Clark v. Cuomo

OPINION OF THE COURT

Per Curiam.

Inasmuch as on this record there is a failure of proof of irreparable injury to plaintiff, the Appellate Division did not commit error as a matter of law when it denied plaintiff’s application for a preliminary injunction.

This action was instituted for injunctive and declaratory relief, challenging the “State Program for Voter Registration” promulgated in the Governor’s Executive Order No. 43, dated July 9, 1984. In expedited proceedings, Special Term issued a preliminary injunction enjoining defendants from implementing the program; on appeal the Appellate Division reversed and denied plaintiff’s motion for such relief. That court thereupon granted plaintiff permission to appeal to our court on the certified question, “Did this court err as a matter of law in revérsing the order of Special Term and denying plaintiff’s motion for a preliminary injunction?”

As noted by the Appellate Division, one of the prerequisites for the issuance of a preliminary injunction is a showing of irreparable injury to the applicant if that relief is not granted. Even if we assume that any injury to plaintiff would be irreparable in the time-frame and circumstances of this case, on the record before us there is a failure of proof to show any such injury. Of course, the implementation of an informational and promotional program by the agencies of government which would lead to the voluntary registration of additional voters would not of itself result in injury to plaintiff. Legally cognizable injury might occur, however, if the implementation of the program were to be affected by discrimination, for example, as *99to geography, demographics or directly as to party enrollment, but there is before us no tender of proof as to any such discrimination nor does plaintiff assert any such claim. Although employment of duress or other improper method would also constitute such injury, again, no proof is tendered to support any such claim.

Directions —
**a)** Reproduce the passage of the Clark v. Cuomo opinion that begins with the words "OPINION OF THE" and ends after the words "a preliminary injunction.".
**b)** Revise the records from the line that starts with "Annotation guideline — the target class is blazer" through the final line of the records, replacing "notebook" with "laptop" and leaving everything else unchanged.
The records that follow are unrelated to the opinion above.

Data extract —
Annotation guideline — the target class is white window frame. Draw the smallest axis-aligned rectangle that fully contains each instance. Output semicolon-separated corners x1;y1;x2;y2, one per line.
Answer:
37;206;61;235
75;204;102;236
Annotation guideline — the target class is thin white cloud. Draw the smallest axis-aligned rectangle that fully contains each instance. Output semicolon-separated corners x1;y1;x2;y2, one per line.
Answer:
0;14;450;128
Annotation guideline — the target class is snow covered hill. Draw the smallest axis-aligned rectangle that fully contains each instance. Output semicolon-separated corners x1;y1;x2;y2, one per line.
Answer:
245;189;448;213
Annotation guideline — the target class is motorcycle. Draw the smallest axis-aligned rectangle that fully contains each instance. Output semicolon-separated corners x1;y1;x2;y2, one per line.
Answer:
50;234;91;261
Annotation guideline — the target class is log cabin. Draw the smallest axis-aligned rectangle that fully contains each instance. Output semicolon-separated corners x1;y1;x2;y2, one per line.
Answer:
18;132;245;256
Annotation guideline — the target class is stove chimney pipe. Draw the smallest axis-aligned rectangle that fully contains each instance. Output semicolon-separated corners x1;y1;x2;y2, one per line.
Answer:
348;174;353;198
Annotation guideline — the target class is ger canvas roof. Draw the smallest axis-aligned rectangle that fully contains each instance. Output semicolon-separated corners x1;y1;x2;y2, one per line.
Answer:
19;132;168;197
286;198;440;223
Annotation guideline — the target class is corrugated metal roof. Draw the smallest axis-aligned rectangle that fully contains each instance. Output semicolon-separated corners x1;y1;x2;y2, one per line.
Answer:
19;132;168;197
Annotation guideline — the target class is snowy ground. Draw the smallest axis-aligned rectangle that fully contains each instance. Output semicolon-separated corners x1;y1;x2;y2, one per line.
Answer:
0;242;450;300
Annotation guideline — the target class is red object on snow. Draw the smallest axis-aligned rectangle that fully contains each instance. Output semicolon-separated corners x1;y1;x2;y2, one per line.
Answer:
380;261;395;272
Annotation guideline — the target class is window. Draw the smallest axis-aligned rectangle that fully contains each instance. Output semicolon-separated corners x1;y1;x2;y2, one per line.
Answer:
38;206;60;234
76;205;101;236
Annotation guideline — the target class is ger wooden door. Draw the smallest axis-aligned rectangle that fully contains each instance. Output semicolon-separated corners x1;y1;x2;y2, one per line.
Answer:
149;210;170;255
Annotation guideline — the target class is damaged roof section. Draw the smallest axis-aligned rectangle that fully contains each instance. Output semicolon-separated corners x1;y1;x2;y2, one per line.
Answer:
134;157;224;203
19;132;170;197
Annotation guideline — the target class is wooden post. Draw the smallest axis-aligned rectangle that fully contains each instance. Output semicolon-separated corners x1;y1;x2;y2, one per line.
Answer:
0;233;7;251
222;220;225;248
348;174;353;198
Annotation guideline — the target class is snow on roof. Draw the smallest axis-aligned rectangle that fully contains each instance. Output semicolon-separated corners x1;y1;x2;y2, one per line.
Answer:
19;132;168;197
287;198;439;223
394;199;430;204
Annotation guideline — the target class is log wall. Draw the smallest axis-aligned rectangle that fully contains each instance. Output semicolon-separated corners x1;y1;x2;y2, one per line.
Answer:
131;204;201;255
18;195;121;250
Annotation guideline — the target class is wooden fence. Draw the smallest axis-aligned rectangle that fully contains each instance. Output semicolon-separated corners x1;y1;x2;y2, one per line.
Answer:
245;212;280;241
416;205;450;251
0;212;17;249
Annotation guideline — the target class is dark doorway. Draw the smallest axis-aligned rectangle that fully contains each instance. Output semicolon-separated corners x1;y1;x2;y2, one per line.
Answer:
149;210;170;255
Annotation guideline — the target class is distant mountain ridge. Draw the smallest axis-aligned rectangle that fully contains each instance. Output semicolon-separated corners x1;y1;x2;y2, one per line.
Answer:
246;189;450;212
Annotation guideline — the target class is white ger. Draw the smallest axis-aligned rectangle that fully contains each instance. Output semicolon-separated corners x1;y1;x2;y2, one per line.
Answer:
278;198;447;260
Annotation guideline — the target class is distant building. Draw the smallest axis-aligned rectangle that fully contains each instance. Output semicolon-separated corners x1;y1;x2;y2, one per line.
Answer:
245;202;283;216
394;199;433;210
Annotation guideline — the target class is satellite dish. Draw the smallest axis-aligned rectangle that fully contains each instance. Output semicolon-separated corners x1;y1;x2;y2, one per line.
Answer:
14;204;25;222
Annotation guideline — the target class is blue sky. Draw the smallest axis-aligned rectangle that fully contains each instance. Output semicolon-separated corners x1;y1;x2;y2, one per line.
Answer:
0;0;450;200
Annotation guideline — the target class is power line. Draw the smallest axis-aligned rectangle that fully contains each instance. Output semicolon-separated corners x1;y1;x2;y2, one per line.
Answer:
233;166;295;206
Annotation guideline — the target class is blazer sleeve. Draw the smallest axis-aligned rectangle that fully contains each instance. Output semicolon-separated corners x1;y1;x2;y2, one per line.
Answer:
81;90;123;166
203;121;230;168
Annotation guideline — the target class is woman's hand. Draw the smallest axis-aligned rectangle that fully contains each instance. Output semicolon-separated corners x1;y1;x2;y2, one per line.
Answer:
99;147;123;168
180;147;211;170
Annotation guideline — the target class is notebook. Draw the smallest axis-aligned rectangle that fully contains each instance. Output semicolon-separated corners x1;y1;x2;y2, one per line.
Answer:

Results in order —
**a)**
OPINION OF THE COURT

Per Curiam.

Inasmuch as on this record there is a failure of proof of irreparable injury to plaintiff, the Appellate Division did not commit error as a matter of law when it denied plaintiff’s application for a preliminary injunction.

**b)**
Annotation guideline — the target class is blazer sleeve. Draw the smallest axis-aligned rectangle that fully contains each instance. Output semicolon-separated corners x1;y1;x2;y2, one per line.
Answer:
81;90;123;166
203;121;230;168
Annotation guideline — the target class is woman's hand. Draw the smallest axis-aligned rectangle that fully contains each instance. Output semicolon-separated corners x1;y1;x2;y2, one per line.
Answer:
99;147;123;168
180;147;211;170
Annotation guideline — the target class is laptop. Draw the smallest axis-aligned rectangle that fully contains each instance. Output semicolon-separated corners x1;y1;x2;y2, one per line.
Answer:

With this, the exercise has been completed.